● **PROBLEM STATEMENT**: Starting with the line containing "Tag the number" and going on through the end of the records, write those lines out again, requests included, with -73 added to every number in the point coordinates.

[Rows from a dataset]
--- start ---

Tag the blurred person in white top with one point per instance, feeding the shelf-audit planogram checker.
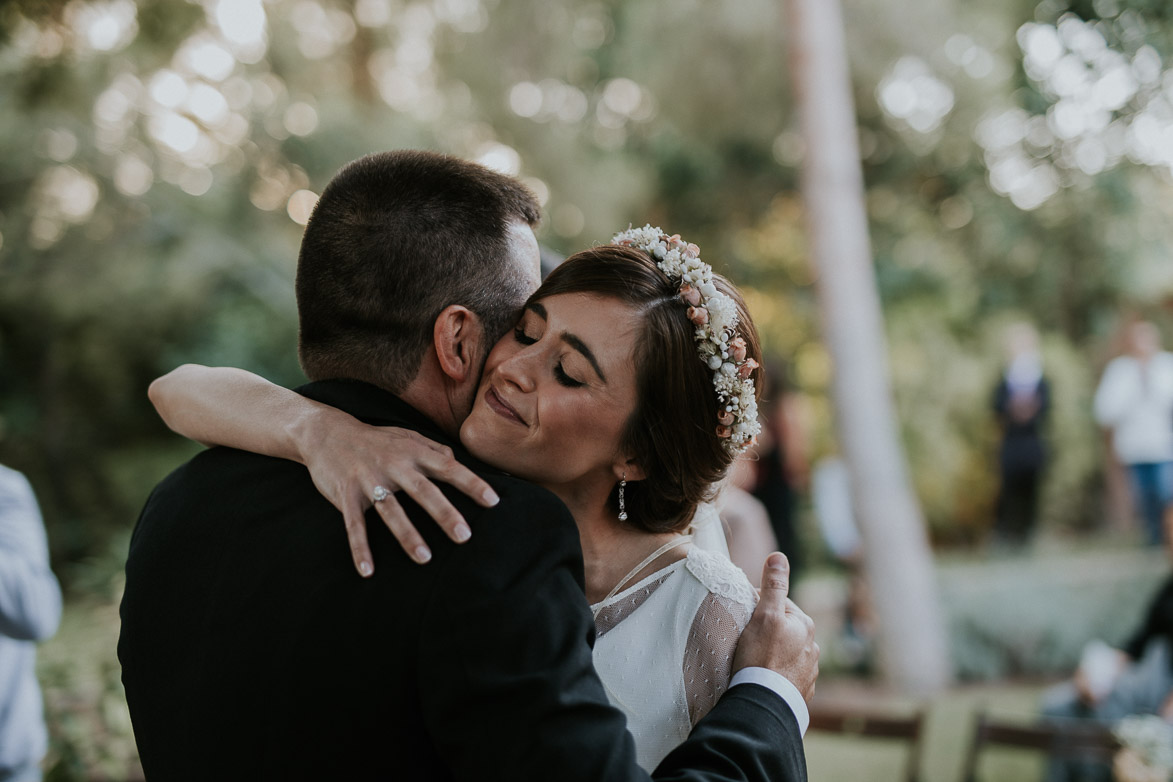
(29, 612)
(1134, 402)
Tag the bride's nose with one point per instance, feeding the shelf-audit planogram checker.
(519, 369)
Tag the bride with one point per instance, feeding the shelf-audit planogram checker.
(628, 388)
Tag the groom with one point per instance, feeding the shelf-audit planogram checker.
(251, 650)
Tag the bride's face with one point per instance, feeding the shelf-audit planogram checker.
(557, 392)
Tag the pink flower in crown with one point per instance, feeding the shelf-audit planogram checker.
(737, 349)
(691, 296)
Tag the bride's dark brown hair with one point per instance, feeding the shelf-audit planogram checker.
(672, 432)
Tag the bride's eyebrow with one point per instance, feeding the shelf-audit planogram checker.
(569, 339)
(578, 345)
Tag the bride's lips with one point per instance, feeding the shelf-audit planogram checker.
(500, 407)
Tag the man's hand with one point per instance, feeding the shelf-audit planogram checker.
(779, 636)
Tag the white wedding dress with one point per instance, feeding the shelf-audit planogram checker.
(665, 645)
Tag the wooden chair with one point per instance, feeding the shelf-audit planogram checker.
(872, 725)
(1063, 739)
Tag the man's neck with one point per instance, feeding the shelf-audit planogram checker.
(428, 394)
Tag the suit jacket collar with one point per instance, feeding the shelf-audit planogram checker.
(373, 405)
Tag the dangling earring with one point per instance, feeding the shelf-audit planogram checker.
(623, 485)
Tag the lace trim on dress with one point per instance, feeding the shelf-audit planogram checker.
(720, 577)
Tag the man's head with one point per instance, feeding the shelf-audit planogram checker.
(397, 239)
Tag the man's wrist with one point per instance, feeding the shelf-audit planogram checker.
(780, 686)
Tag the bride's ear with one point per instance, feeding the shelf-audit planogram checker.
(628, 469)
(458, 338)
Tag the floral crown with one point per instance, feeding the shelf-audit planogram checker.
(714, 315)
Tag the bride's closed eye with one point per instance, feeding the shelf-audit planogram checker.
(560, 372)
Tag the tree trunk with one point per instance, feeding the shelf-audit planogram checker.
(897, 559)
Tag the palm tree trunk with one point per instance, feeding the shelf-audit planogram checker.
(897, 559)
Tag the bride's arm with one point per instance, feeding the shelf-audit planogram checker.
(346, 457)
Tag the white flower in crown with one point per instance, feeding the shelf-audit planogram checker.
(716, 320)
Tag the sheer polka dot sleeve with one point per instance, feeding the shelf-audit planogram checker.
(709, 652)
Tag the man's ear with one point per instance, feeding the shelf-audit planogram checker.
(459, 341)
(628, 469)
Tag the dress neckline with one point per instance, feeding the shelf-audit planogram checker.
(658, 575)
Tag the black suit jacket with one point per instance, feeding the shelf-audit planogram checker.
(251, 650)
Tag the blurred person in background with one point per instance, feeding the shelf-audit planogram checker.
(831, 494)
(29, 612)
(1134, 403)
(1021, 403)
(745, 522)
(780, 471)
(1112, 684)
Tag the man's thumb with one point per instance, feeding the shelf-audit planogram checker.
(777, 576)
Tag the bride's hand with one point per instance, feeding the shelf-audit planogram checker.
(347, 460)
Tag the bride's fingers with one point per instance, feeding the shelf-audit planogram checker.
(397, 521)
(439, 463)
(356, 532)
(429, 497)
(442, 466)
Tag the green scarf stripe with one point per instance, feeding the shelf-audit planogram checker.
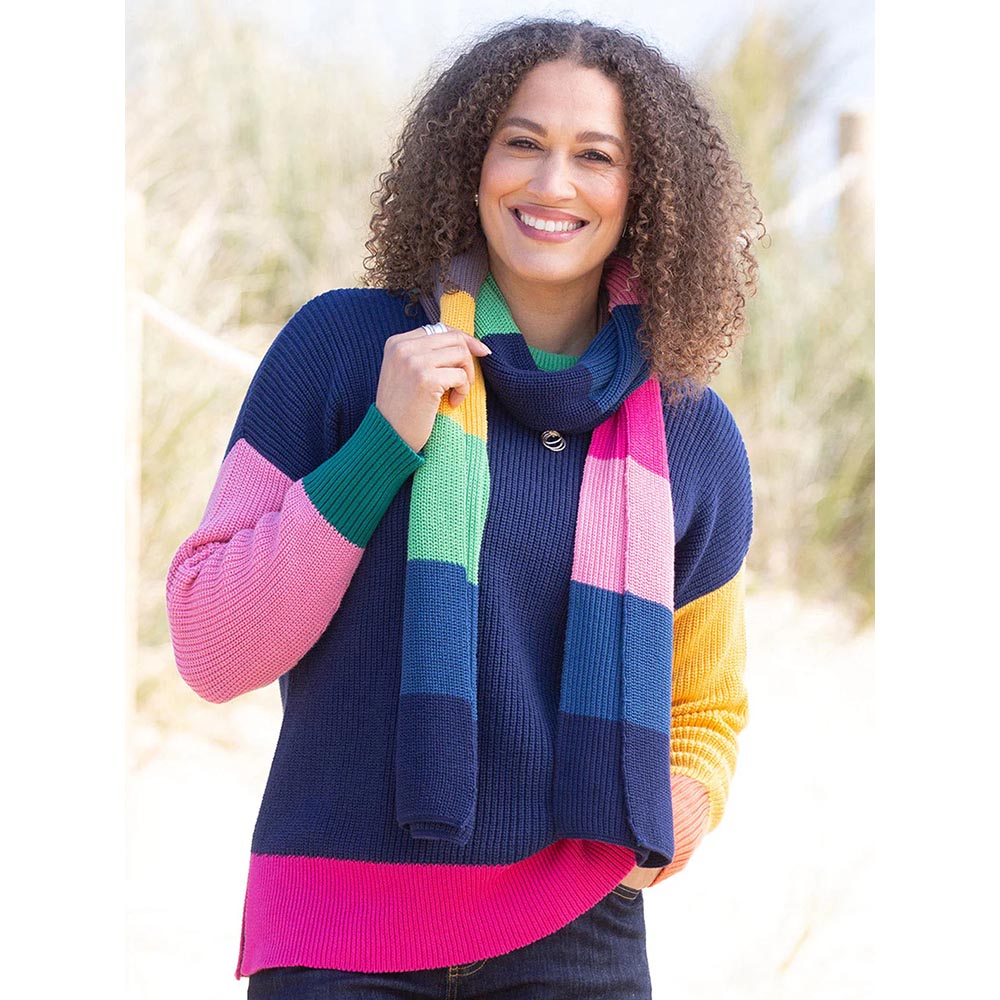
(432, 536)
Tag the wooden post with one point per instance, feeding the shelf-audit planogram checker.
(856, 209)
(134, 252)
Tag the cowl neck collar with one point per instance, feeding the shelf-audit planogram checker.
(572, 400)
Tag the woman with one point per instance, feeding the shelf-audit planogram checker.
(486, 527)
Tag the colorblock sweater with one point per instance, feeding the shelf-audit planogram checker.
(295, 574)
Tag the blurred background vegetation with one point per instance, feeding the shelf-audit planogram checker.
(253, 168)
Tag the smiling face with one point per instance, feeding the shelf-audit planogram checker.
(553, 191)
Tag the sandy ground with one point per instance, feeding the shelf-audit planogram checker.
(776, 903)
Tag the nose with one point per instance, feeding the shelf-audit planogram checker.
(552, 179)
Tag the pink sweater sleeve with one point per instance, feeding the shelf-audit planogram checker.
(250, 592)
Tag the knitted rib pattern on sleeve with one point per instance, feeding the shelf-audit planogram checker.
(293, 573)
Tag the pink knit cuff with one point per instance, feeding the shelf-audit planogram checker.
(691, 813)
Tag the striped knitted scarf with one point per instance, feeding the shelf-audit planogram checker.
(611, 762)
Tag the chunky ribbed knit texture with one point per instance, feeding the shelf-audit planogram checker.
(292, 576)
(612, 755)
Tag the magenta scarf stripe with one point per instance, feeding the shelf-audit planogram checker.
(611, 764)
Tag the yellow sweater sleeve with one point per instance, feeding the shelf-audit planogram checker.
(709, 700)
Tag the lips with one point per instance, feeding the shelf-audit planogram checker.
(549, 220)
(558, 233)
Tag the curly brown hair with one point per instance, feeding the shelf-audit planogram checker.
(692, 216)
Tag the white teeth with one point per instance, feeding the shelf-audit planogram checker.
(547, 225)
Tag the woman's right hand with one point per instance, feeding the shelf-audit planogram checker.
(417, 370)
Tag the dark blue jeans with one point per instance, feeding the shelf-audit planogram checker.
(601, 955)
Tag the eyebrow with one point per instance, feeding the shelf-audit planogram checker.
(581, 137)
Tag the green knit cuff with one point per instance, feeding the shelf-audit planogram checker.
(353, 488)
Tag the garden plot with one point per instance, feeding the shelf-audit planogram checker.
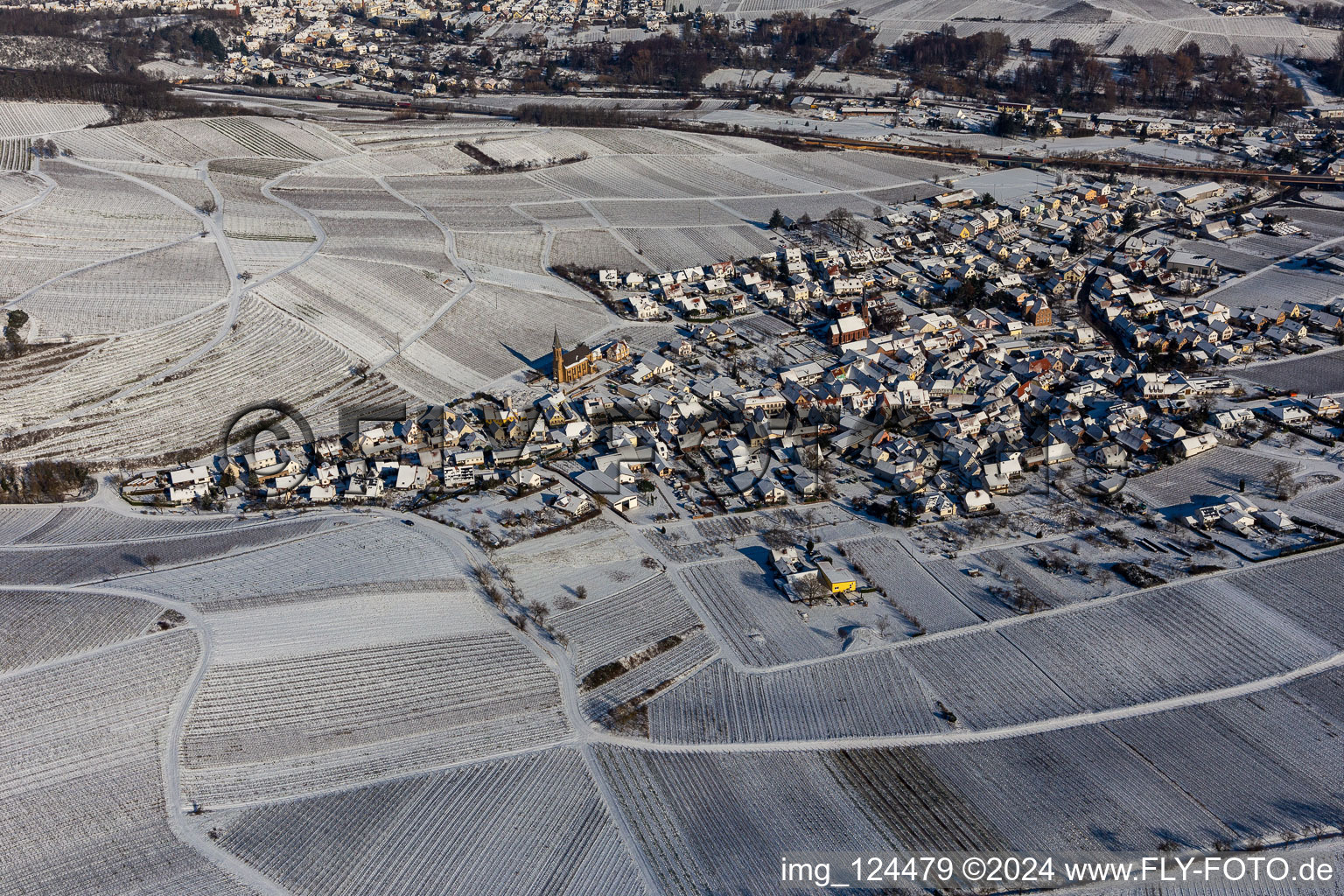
(290, 708)
(1077, 788)
(515, 250)
(399, 238)
(593, 555)
(1304, 589)
(636, 685)
(756, 620)
(1208, 476)
(368, 308)
(987, 682)
(82, 564)
(88, 524)
(344, 555)
(669, 248)
(1253, 788)
(1164, 644)
(596, 248)
(102, 368)
(135, 293)
(527, 825)
(1318, 374)
(602, 632)
(890, 567)
(23, 118)
(867, 695)
(37, 627)
(495, 329)
(80, 795)
(718, 823)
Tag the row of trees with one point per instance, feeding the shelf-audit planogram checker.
(1073, 75)
(680, 62)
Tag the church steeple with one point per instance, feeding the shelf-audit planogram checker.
(556, 359)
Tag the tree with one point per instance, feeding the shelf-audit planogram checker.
(539, 612)
(1280, 480)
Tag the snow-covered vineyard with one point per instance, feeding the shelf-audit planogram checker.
(408, 722)
(604, 669)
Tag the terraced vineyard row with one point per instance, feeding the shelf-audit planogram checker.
(80, 797)
(37, 626)
(15, 155)
(869, 695)
(321, 702)
(533, 825)
(626, 622)
(760, 624)
(73, 564)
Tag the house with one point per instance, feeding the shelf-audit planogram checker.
(1196, 192)
(1037, 312)
(1191, 263)
(836, 578)
(847, 329)
(1193, 444)
(977, 501)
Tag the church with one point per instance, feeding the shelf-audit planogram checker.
(569, 367)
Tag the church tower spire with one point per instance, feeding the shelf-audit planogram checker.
(556, 359)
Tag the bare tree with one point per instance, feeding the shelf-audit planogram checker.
(1281, 480)
(883, 625)
(539, 612)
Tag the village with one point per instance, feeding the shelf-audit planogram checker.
(913, 368)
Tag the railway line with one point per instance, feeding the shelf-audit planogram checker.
(1092, 163)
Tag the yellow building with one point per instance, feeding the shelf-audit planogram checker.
(839, 580)
(569, 367)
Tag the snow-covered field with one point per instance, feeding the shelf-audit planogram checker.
(347, 710)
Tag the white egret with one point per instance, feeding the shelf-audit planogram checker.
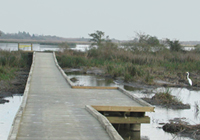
(189, 80)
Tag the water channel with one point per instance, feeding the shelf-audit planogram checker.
(150, 131)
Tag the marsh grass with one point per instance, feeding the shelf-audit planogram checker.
(11, 62)
(133, 65)
(166, 98)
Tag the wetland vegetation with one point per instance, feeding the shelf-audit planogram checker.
(14, 69)
(144, 60)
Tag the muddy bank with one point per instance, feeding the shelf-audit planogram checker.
(183, 129)
(168, 81)
(14, 86)
(174, 105)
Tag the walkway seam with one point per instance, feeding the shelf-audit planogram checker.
(114, 135)
(17, 120)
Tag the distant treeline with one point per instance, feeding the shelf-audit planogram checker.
(27, 35)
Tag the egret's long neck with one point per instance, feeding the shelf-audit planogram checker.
(187, 75)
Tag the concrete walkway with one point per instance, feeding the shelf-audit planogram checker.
(54, 111)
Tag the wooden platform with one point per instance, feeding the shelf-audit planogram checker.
(51, 109)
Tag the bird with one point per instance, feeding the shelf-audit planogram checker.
(189, 80)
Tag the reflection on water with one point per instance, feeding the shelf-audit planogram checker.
(7, 114)
(153, 131)
(38, 47)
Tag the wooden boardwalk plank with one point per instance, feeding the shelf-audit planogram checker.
(54, 110)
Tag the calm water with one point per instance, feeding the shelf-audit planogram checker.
(148, 131)
(153, 131)
(7, 114)
(38, 47)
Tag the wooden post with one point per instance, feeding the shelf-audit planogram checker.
(135, 127)
(18, 46)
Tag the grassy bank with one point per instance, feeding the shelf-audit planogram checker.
(135, 65)
(10, 62)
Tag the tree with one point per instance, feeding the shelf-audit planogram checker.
(174, 45)
(97, 38)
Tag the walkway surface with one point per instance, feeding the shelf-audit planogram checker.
(55, 111)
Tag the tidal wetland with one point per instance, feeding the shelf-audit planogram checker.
(142, 72)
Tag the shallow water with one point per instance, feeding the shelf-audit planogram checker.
(148, 131)
(38, 47)
(153, 131)
(7, 114)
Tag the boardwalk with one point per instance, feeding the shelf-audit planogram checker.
(55, 111)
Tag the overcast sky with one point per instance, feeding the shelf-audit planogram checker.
(120, 19)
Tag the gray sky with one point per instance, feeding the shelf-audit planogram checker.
(120, 19)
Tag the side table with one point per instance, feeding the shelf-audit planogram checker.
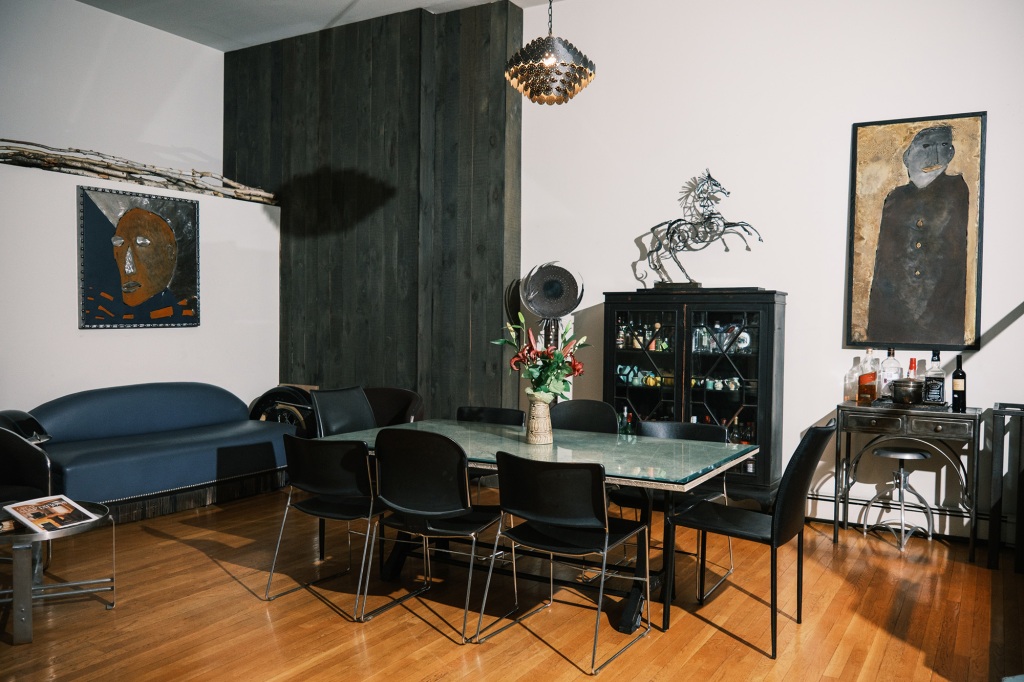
(1000, 413)
(23, 592)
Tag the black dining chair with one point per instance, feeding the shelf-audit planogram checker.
(423, 481)
(394, 406)
(634, 498)
(332, 478)
(25, 474)
(341, 411)
(560, 509)
(584, 415)
(774, 528)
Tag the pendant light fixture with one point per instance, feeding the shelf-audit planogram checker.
(549, 71)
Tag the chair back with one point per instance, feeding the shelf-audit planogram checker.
(503, 416)
(338, 468)
(563, 494)
(421, 475)
(25, 468)
(584, 415)
(341, 411)
(394, 406)
(684, 431)
(791, 501)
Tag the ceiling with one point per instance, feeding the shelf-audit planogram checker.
(231, 25)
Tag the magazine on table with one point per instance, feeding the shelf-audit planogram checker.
(50, 513)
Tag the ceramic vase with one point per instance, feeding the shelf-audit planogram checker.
(539, 422)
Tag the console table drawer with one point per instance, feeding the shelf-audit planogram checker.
(941, 428)
(873, 424)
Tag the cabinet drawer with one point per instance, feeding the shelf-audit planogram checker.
(941, 428)
(873, 424)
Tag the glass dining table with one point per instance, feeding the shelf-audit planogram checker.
(664, 464)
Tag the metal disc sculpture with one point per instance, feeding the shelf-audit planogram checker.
(551, 292)
(700, 225)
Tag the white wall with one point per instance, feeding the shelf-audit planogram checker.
(77, 77)
(764, 94)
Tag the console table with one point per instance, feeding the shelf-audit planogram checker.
(936, 429)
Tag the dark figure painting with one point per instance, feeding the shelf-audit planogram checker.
(920, 283)
(913, 278)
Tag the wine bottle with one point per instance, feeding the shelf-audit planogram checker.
(958, 400)
(935, 381)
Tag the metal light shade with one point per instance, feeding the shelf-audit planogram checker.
(549, 71)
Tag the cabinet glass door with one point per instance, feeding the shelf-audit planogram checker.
(723, 372)
(645, 364)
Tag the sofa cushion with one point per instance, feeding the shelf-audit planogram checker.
(117, 468)
(138, 409)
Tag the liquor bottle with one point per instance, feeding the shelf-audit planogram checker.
(891, 371)
(867, 381)
(958, 400)
(935, 381)
(733, 431)
(626, 423)
(850, 381)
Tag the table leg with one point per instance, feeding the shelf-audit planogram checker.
(22, 598)
(634, 602)
(995, 507)
(975, 486)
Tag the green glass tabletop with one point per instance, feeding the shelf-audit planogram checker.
(657, 463)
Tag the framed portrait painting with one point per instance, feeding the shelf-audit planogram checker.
(913, 268)
(138, 260)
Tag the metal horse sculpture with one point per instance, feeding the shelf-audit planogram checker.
(700, 224)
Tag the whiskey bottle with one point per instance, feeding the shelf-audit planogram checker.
(935, 381)
(958, 400)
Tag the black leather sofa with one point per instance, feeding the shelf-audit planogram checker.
(156, 448)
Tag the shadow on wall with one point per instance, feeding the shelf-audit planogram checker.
(353, 197)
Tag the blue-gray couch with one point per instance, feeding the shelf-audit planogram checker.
(153, 449)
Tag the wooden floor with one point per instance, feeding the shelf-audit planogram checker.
(189, 588)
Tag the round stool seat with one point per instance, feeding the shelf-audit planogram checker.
(901, 453)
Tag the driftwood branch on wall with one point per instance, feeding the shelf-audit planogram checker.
(94, 164)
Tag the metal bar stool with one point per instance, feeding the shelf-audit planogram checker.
(902, 485)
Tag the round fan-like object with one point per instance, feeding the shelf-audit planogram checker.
(550, 291)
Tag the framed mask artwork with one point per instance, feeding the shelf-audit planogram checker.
(138, 260)
(913, 269)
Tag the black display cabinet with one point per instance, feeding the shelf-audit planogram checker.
(713, 354)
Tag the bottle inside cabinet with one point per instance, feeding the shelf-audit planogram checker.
(645, 365)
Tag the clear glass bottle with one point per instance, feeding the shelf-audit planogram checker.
(935, 381)
(891, 371)
(958, 395)
(850, 381)
(867, 380)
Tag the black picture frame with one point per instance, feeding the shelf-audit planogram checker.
(916, 207)
(151, 276)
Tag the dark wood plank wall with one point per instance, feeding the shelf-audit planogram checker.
(394, 145)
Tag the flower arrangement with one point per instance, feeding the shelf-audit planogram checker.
(548, 370)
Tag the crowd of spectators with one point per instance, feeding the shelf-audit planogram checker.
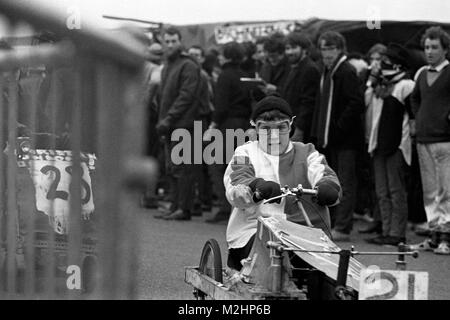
(382, 123)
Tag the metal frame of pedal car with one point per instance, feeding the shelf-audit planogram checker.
(232, 285)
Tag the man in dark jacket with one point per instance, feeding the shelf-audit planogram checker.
(275, 71)
(302, 84)
(232, 111)
(182, 93)
(337, 125)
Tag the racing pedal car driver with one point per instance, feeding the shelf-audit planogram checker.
(258, 169)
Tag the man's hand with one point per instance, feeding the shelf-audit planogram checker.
(242, 196)
(298, 135)
(207, 136)
(265, 190)
(163, 126)
(327, 194)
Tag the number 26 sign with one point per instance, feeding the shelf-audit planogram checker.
(376, 284)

--- end ---

● **REPLY TO THE EXERCISE**:
Tag the number 26 sign with one point per instance, feeding the shelf-audit planogram checker.
(303, 211)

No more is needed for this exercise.